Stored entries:
────────────────
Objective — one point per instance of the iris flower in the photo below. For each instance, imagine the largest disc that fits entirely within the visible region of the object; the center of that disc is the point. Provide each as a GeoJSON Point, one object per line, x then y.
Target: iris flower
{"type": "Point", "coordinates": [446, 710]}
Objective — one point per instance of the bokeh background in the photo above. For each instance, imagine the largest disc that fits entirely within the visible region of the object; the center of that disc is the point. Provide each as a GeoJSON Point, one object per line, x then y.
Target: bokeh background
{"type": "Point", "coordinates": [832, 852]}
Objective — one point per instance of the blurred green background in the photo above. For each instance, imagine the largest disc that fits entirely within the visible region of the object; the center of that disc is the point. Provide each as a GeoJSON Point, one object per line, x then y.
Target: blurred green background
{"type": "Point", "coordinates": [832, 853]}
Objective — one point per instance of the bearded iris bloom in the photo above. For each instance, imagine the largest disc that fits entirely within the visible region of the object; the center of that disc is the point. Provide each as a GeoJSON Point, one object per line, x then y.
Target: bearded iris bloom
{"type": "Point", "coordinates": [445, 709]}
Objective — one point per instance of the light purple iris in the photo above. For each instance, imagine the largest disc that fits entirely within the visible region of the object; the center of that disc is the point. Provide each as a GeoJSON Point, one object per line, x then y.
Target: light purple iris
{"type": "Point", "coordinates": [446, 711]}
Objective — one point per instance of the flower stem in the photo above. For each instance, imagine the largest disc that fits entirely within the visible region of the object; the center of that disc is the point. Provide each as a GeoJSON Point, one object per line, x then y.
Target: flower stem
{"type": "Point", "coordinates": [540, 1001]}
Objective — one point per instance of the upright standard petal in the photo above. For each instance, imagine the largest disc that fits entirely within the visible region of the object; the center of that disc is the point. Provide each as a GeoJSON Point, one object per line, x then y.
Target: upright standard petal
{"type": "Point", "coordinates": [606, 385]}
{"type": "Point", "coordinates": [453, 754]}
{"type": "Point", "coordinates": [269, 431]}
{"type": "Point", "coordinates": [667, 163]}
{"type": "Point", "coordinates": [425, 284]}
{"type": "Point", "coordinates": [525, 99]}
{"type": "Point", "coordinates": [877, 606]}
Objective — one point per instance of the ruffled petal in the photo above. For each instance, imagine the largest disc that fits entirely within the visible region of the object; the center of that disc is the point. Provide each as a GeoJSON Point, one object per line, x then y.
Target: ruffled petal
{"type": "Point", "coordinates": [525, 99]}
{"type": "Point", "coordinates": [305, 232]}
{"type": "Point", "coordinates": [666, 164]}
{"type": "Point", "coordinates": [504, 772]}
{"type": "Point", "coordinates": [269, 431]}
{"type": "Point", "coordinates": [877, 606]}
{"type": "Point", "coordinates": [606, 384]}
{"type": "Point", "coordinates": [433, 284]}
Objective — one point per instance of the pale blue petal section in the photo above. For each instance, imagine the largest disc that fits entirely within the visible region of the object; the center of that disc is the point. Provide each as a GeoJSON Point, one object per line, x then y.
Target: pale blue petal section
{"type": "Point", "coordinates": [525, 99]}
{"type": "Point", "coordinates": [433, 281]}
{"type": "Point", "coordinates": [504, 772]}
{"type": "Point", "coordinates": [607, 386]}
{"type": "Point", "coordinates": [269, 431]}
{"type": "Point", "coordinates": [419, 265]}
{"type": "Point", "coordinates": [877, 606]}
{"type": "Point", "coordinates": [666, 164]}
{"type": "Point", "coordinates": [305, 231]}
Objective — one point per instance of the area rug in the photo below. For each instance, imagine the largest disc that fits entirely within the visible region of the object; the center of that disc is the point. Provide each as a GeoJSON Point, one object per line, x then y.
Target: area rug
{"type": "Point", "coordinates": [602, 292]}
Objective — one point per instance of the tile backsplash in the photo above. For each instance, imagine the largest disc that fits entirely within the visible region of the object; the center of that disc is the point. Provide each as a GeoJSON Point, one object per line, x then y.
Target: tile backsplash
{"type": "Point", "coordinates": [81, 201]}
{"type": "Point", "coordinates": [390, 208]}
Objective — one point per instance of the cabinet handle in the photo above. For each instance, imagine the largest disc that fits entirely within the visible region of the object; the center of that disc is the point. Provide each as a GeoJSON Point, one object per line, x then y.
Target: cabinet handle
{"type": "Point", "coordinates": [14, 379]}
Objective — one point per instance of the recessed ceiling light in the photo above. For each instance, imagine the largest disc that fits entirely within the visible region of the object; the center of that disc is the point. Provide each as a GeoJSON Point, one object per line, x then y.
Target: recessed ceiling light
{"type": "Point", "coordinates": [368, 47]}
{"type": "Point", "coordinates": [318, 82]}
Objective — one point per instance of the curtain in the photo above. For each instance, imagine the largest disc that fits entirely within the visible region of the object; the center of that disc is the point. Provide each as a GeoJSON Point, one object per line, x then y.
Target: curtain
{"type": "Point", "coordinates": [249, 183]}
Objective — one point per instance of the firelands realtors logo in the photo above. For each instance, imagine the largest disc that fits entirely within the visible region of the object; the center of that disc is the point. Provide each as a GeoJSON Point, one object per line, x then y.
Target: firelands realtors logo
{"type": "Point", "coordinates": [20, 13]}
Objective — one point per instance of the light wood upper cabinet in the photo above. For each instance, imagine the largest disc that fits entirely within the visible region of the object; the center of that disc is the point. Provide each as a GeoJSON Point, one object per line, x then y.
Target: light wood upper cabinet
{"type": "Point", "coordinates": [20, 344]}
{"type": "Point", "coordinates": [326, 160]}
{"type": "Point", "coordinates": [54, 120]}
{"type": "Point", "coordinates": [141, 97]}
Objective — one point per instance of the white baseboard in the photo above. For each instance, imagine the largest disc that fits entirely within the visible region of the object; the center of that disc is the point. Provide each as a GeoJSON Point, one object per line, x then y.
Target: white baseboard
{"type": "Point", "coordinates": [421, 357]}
────────────────
Aim:
Copy, word for word, the part of the stored entries that opens with the line containing "Objective — one point per instance of the light wood" and runs to the end of the entries.

Output of the exercise:
Objective — one point per instance of the light wood upper cabinet in the photo above. For each instance, imagine the largest disc that fits entirely within the visible region of the object; the center of that disc is the point. Provide each as a GeoJSON Point, one object per line, x then y.
Target: light wood upper cabinet
{"type": "Point", "coordinates": [20, 344]}
{"type": "Point", "coordinates": [326, 160]}
{"type": "Point", "coordinates": [54, 120]}
{"type": "Point", "coordinates": [141, 97]}
Objective — one point per instance of the white baseboard in the photo above. For each instance, imagine the largest disc that fits entirely within the visible region of the object; the center of that disc is the point. Provide each as a GeoJSON Point, one object per line, x then y.
Target: white baseboard
{"type": "Point", "coordinates": [421, 357]}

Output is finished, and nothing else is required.